§ **EXERCISE MATERIAL**
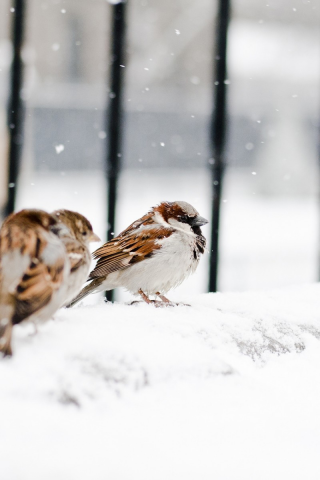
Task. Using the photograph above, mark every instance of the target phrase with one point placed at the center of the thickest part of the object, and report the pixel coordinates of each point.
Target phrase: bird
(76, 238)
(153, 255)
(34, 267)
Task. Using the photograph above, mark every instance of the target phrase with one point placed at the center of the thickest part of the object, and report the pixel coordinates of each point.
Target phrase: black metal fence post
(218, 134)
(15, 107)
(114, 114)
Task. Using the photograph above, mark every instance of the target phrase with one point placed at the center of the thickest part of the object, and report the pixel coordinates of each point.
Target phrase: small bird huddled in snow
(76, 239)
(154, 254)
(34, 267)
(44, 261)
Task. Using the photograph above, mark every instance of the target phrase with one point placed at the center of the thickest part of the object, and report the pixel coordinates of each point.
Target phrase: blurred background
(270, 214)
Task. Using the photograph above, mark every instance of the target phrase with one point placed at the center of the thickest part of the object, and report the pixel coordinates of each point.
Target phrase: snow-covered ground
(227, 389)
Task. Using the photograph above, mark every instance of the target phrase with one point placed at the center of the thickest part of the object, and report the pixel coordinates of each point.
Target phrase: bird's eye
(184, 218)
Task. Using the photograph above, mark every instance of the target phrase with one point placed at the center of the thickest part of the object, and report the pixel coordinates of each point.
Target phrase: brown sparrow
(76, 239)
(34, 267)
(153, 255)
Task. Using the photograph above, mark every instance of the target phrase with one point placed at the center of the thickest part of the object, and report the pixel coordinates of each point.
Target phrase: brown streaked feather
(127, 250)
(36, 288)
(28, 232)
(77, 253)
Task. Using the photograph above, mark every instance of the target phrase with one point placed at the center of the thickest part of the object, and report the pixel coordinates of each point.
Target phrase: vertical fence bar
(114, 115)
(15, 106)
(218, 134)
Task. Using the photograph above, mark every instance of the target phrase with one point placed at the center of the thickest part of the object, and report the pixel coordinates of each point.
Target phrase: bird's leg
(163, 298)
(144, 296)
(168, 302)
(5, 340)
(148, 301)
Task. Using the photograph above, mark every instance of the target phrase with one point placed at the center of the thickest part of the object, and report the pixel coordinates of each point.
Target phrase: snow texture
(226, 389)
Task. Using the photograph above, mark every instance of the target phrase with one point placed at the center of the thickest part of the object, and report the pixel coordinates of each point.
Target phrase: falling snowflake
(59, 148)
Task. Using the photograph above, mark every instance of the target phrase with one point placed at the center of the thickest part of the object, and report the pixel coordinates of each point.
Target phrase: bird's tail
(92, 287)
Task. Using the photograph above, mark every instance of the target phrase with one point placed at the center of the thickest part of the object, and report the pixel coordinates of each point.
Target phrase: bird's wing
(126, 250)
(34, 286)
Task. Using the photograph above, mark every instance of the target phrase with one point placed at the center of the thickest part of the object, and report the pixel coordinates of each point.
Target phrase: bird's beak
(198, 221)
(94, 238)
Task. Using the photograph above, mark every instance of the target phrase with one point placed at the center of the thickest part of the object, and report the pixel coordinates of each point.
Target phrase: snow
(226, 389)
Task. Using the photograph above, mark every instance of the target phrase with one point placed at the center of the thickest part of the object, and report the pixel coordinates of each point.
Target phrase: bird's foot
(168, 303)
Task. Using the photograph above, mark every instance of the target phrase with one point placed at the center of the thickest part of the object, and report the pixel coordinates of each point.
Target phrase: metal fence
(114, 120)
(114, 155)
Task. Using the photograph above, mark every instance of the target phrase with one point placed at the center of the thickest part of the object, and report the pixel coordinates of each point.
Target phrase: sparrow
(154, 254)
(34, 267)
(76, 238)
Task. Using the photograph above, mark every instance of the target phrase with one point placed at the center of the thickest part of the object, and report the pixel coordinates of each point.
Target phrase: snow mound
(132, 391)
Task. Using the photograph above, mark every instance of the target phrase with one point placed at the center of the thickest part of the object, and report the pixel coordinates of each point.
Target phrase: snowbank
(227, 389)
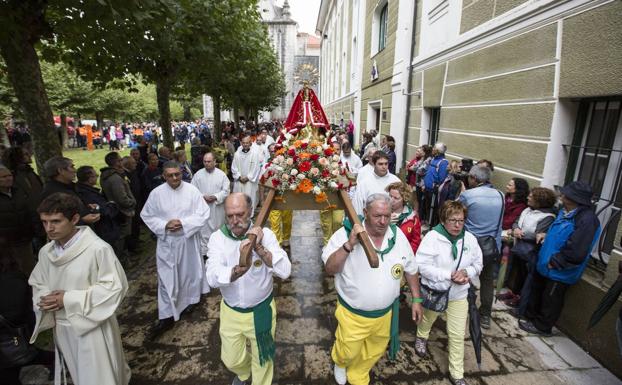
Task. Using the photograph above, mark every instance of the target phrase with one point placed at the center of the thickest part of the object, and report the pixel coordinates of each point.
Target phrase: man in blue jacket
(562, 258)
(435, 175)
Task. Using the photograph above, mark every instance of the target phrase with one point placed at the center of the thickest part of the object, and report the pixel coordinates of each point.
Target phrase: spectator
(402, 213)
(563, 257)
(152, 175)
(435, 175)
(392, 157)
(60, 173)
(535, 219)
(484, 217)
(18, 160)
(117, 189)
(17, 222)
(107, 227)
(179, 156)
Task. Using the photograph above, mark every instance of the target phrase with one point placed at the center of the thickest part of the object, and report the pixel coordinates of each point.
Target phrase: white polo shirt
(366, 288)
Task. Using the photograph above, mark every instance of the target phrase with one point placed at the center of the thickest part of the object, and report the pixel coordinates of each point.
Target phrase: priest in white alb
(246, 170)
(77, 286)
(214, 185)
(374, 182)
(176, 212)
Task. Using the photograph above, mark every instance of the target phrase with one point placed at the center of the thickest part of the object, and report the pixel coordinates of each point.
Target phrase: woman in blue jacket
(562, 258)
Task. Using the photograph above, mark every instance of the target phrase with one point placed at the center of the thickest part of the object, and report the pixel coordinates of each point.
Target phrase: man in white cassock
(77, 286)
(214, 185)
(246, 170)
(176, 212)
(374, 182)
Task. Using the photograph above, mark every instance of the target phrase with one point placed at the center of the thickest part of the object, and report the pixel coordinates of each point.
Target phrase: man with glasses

§ **REQUIREMENT**
Gather every line from the records above that contains the word "bird".

§ **COMPLETED TASK**
Target phrase: bird
Target phrase: small bird huddled in snow
Target phrase: bird's eye
Target phrase: bird's leg
Target phrase: bird's tail
Target phrase: bird's wing
Target phrase: bird's beak
Target phrase: bird's foot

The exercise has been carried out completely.